* start Text provided *

Finally we can also use asinh magnitudes, but we will need to specify a softening parameter for the asinh magnitudes. Here we will use 1 nJy.

In [None]:
fitter.create_feature_array(flux_units="asinh", asinh_softening_parameters=1 * nJy);

We can also add features from the parameter array or colors. We can also remove some features such as fluxes in certain filters. Here we will add 'redshift' and 'F444W-F356W' color and remove the F090W filter.


In [None]:
fitter.create_feature_array(
    extra_features=["redshift", "F444W-F356W"], photometry_to_remove=["JWST/NIRCam.F090W"]
);

Since most SED fitting parameters are sensitive only to colors rather than absolute fluxes, we may wish to normalise the fluxes in some way. Here we will normalise the fluxes to the F200W filter.

In [None]:
fitter.create_feature_array(normalize_method="JWST/NIRCam.F200W");

## Modelling Noise

We can apply a simple scatter model to the feature array to simulate observational noise. 

In [None]:
depths = 3 * nJy  # 5 sigma depth of 30.2 AB magnitudes

fitter.create_feature_array(scatter_fluxes=True, depths=depths)

## Missing Fluxes

## Changing the Parameter Array

We can also change our parameter array, which is created automatically when we create the feature array. Here we will only infer 'stellar_mass'. 

In [None]:
fitter.create_feature_array(
    parameters_to_remove=["redshift", "tau_v", "tau", "peak_age", "log10metallicity"]
)

fitter.plot_histogram_parameter_array();

* end Text provided *
* start Supplied information *

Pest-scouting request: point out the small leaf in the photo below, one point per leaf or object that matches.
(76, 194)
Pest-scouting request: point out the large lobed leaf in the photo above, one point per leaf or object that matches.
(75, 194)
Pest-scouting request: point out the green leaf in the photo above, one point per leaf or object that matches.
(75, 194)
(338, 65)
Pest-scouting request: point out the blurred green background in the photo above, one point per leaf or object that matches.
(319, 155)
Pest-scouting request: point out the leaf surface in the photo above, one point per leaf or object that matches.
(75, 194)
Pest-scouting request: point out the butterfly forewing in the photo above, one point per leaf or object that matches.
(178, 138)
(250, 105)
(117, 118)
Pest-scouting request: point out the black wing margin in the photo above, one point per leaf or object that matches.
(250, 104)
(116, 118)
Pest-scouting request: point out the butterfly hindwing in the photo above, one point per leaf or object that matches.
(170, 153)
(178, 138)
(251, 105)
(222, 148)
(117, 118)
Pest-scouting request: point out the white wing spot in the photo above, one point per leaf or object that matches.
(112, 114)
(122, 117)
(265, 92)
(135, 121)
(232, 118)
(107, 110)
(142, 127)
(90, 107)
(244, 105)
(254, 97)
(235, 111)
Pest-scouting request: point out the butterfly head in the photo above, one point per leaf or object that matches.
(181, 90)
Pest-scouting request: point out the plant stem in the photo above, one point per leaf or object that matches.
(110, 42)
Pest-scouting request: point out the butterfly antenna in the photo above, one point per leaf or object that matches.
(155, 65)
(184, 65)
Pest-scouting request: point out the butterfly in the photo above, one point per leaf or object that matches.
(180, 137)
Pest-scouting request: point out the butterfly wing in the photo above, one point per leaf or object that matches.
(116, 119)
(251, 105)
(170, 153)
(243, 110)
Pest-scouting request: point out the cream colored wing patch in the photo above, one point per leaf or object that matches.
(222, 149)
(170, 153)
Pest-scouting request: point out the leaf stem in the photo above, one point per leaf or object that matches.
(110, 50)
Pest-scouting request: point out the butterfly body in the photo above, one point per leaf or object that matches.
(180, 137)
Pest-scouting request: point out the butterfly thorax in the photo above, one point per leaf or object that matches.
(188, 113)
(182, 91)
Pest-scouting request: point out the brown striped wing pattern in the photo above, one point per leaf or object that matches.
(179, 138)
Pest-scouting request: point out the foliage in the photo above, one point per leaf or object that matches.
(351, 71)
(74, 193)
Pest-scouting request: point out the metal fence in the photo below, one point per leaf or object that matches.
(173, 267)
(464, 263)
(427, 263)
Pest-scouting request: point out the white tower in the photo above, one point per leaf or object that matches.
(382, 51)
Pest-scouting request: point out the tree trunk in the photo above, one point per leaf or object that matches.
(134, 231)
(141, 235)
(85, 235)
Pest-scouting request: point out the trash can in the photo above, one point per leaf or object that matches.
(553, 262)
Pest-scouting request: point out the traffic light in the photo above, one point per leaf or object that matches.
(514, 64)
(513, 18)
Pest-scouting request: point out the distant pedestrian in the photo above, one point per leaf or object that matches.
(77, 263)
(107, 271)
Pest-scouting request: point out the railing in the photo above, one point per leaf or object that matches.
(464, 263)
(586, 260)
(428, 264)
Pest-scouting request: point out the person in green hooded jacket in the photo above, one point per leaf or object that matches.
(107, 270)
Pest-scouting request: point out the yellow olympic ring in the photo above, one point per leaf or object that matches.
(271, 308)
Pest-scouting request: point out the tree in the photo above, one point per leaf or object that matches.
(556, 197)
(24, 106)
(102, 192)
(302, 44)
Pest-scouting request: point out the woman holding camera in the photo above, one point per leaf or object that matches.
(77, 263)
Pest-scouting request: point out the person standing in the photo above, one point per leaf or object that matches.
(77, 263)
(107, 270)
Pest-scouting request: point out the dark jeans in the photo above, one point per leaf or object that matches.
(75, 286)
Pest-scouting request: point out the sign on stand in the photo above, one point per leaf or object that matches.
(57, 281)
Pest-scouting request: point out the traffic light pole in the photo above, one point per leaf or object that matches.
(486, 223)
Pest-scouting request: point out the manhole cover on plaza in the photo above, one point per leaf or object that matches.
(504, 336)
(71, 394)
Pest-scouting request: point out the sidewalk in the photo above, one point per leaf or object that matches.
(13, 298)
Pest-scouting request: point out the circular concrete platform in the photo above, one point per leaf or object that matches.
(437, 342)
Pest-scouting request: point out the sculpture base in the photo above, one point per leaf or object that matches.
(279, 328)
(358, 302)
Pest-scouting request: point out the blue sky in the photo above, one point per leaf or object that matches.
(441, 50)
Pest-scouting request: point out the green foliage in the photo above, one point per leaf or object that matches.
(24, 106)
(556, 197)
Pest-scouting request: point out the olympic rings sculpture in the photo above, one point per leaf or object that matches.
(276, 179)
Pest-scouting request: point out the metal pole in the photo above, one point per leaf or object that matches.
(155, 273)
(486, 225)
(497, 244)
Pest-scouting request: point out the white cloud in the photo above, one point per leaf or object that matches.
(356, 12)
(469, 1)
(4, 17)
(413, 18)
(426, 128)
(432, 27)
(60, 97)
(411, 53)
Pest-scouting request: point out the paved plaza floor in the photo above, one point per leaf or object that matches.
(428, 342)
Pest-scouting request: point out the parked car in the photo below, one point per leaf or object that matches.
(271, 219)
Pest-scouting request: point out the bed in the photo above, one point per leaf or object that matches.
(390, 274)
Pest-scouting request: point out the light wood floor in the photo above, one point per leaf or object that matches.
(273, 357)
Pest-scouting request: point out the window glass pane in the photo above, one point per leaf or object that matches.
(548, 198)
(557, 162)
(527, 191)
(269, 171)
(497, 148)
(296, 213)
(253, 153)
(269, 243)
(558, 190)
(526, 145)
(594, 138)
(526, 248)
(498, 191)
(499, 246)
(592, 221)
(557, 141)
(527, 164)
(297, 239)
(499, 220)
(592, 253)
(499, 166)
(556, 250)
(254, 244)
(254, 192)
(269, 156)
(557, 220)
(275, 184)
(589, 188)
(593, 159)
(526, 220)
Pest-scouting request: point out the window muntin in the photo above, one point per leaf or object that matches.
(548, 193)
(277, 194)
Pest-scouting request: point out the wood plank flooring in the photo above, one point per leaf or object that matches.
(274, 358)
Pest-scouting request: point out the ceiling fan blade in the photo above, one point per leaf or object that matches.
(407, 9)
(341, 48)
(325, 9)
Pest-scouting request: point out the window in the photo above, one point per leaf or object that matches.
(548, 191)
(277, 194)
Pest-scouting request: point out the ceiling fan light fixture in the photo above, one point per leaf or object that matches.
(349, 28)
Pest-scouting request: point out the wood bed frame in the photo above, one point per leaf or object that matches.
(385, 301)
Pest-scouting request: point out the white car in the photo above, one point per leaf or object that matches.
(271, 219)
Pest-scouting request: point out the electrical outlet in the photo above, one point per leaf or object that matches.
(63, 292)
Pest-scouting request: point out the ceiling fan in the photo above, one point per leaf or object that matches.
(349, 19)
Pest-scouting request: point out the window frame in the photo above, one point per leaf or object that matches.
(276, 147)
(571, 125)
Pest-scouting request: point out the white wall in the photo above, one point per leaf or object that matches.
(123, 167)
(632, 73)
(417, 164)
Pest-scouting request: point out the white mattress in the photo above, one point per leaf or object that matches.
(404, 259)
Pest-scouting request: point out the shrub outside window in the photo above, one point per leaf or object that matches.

* end Supplied information *

Tasks to complete >>
A – In the notebook excerpt, which filter are the fluxes normalized to?
B – Reproduce word for word the part of the notebook excerpt that opens with the words containing "We can also add" and closes with "the F200W filter.".

Exercise results >>
A – The fluxes are normalized to the F200W filter.

B –
We can also add features from the parameter array or colors. We can also remove some features such as fluxes in certain filters. Here we will add 'redshift' and 'F444W-F356W' color and remove the F090W filter.


In [None]:
fitter.create_feature_array(
    extra_features=["redshift", "F444W-F356W"], photometry_to_remove=["JWST/NIRCam.F090W"]
);

Since most SED fitting parameters are sensitive only to colors rather than absolute fluxes, we may wish to normalise the fluxes in some way. Here we will normalise the fluxes to the F200W filter.